# BRIEF
Please return the lines of the data that contain "white".
━━━━━ DATASET RECORDS
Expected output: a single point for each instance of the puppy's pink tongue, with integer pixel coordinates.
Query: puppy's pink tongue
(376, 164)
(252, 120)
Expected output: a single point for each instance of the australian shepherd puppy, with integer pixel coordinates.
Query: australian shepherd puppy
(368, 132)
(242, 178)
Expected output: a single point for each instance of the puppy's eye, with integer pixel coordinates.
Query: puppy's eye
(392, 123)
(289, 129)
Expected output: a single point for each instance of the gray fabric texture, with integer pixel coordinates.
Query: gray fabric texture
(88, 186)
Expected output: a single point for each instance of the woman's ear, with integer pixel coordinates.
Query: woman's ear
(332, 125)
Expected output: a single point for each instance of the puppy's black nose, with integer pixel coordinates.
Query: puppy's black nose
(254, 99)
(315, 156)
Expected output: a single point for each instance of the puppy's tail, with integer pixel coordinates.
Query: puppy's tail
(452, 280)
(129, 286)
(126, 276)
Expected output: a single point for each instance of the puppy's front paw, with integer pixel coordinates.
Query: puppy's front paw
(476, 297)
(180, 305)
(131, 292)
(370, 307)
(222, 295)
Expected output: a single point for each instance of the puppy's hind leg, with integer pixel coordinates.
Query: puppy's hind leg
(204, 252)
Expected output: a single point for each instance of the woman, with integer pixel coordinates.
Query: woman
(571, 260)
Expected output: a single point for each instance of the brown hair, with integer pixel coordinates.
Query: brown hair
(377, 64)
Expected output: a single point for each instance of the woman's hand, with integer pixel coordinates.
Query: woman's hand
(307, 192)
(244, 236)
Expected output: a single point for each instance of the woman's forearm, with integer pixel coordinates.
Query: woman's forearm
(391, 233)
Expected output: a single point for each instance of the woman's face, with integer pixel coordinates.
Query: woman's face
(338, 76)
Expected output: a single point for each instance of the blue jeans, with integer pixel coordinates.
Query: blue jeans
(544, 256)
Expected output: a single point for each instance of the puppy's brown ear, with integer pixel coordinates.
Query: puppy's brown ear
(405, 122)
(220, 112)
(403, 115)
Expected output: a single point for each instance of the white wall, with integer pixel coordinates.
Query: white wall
━━━━━━━━━━
# TASK RESPONSE
Expected output: a single point for each instance of the white wall, with integer pixel coordinates.
Query: white wall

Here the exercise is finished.